▶ **REQUIREMENTS**: Write out the lines below as a JSON array of strings, one string for each line, with blank lines omitted.

▶ **PROVIDED DATA**:
[Start]

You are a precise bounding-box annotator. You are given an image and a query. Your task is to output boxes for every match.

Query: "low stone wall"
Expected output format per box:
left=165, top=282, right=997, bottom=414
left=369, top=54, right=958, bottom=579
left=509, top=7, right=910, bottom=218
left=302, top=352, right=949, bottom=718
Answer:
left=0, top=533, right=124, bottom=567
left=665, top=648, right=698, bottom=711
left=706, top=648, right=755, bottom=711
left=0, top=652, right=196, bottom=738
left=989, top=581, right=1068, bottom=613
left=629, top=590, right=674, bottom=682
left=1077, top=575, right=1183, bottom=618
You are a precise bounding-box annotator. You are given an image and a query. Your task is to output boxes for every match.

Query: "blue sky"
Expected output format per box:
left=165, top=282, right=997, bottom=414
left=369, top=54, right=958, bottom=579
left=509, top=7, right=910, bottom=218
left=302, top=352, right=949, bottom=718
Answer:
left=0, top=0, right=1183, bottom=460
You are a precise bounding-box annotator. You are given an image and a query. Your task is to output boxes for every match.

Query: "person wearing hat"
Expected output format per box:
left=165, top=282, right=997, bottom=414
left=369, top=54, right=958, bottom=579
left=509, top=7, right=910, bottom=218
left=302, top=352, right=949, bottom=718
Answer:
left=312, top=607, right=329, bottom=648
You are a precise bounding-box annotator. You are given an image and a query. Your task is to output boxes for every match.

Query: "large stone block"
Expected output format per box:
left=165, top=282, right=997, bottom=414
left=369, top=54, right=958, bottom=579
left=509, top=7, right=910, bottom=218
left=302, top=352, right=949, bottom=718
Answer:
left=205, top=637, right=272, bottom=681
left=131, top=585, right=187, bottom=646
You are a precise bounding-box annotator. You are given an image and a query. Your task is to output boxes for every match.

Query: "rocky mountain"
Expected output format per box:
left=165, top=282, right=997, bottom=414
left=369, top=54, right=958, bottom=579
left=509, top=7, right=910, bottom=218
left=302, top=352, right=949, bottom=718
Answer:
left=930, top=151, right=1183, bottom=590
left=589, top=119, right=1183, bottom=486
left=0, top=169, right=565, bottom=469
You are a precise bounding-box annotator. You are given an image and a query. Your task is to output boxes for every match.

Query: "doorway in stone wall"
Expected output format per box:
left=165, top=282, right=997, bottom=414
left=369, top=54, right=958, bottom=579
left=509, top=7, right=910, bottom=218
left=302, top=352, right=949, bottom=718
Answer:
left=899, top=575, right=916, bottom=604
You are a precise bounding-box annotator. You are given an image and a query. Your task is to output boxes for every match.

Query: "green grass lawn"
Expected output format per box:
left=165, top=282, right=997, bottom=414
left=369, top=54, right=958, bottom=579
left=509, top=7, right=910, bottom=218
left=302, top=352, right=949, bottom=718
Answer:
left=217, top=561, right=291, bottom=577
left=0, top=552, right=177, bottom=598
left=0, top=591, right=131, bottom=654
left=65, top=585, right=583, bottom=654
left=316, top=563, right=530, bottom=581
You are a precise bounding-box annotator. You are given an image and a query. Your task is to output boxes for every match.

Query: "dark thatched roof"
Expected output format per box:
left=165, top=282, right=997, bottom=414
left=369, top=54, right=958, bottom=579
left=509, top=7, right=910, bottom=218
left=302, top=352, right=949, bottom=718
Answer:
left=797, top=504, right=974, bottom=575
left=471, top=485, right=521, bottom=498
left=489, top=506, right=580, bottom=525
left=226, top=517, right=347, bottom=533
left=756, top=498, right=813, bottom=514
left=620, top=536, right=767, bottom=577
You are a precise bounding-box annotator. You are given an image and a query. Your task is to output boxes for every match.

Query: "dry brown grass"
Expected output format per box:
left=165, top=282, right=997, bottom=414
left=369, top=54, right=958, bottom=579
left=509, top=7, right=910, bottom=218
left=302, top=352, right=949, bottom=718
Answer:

[End]

▶ **WRITTEN ANSWER**:
[
  "You are a precise bounding-box annotator. You are given an image and a query. Your task is to output boxes for every match.",
  "Query: \"low stone wall\"",
  "Expected output format per box:",
  "left=165, top=282, right=997, bottom=414",
  "left=369, top=54, right=958, bottom=579",
  "left=509, top=7, right=910, bottom=218",
  "left=302, top=352, right=949, bottom=718",
  "Answer:",
  "left=0, top=533, right=124, bottom=567",
  "left=665, top=648, right=698, bottom=711",
  "left=706, top=648, right=755, bottom=711",
  "left=0, top=652, right=196, bottom=738",
  "left=989, top=581, right=1068, bottom=613",
  "left=629, top=590, right=674, bottom=682",
  "left=1077, top=575, right=1183, bottom=618",
  "You are a precise bounding-box annotator. You are given an image and a query. Your task is to output boxes for every match.",
  "Query: \"blue sky\"",
  "Expected output format per box:",
  "left=165, top=282, right=997, bottom=414",
  "left=369, top=54, right=958, bottom=579",
  "left=509, top=7, right=910, bottom=218",
  "left=302, top=352, right=949, bottom=718",
  "Answer:",
  "left=0, top=0, right=1183, bottom=460",
  "You are a precise bounding-box annotator. You are given an image and a query. Your task is to output boxes for every match.",
  "Query: \"person wearing hat\"",
  "Expected output format per box:",
  "left=165, top=282, right=997, bottom=414",
  "left=369, top=54, right=958, bottom=579",
  "left=509, top=7, right=910, bottom=218",
  "left=302, top=352, right=949, bottom=718",
  "Answer:",
  "left=312, top=607, right=329, bottom=648",
  "You are a precise bounding-box annotator. You are given an image and a query. Your task is to output boxes for every match.",
  "Query: \"large stone block\"",
  "Expected output format per box:",
  "left=165, top=282, right=997, bottom=414",
  "left=369, top=54, right=958, bottom=579",
  "left=509, top=7, right=910, bottom=218",
  "left=302, top=352, right=949, bottom=718",
  "Answer:",
  "left=205, top=637, right=272, bottom=681",
  "left=131, top=585, right=187, bottom=646",
  "You are a precise bounding-box annotator. You are given an image and a query. Your task is to output boxes for every match.",
  "Query: \"rocky mountain\"",
  "Expected output format per box:",
  "left=165, top=282, right=997, bottom=414",
  "left=369, top=54, right=958, bottom=579",
  "left=509, top=7, right=910, bottom=218",
  "left=302, top=352, right=949, bottom=718",
  "Answer:",
  "left=930, top=151, right=1183, bottom=590",
  "left=589, top=119, right=1183, bottom=486",
  "left=0, top=169, right=565, bottom=469",
  "You are a precise bounding-box annotator. You are given an image and a query. Your task is to output boxes for every match.",
  "Query: \"doorway in stone wall\"",
  "Expected output format per box:",
  "left=165, top=282, right=997, bottom=414",
  "left=369, top=54, right=958, bottom=579",
  "left=509, top=7, right=910, bottom=218",
  "left=302, top=352, right=949, bottom=718",
  "Answer:",
  "left=899, top=575, right=916, bottom=604",
  "You are a precise bounding-box annotator. You are given an image and a query. Your task is to output boxes for every match.",
  "Query: \"green grass lawn\"",
  "Expected output format per box:",
  "left=165, top=282, right=997, bottom=414",
  "left=369, top=54, right=958, bottom=579",
  "left=509, top=7, right=910, bottom=218",
  "left=302, top=352, right=949, bottom=718",
  "Answer:",
  "left=217, top=561, right=291, bottom=577",
  "left=0, top=552, right=177, bottom=598",
  "left=0, top=591, right=131, bottom=654",
  "left=65, top=585, right=583, bottom=654",
  "left=316, top=563, right=530, bottom=581",
  "You are a precise bounding-box annotator. You are given an image and a query. Your task is to output boxes for every match.",
  "Query: \"dark thatched roof\"",
  "Expected output format per box:",
  "left=165, top=282, right=997, bottom=414",
  "left=369, top=54, right=958, bottom=579",
  "left=509, top=7, right=910, bottom=218",
  "left=302, top=352, right=949, bottom=718",
  "Answer:",
  "left=797, top=504, right=974, bottom=575",
  "left=471, top=485, right=521, bottom=498",
  "left=489, top=506, right=580, bottom=525",
  "left=226, top=517, right=347, bottom=533",
  "left=756, top=498, right=813, bottom=514",
  "left=620, top=536, right=767, bottom=577",
  "You are a precise bounding-box annotator. You are given an image and a query. Your task is to output boxes for every match.",
  "Query: \"dry brown grass\"",
  "Expected output format per box:",
  "left=165, top=282, right=997, bottom=414",
  "left=369, top=54, right=958, bottom=579",
  "left=509, top=7, right=910, bottom=218",
  "left=302, top=352, right=949, bottom=718",
  "Answer:"
]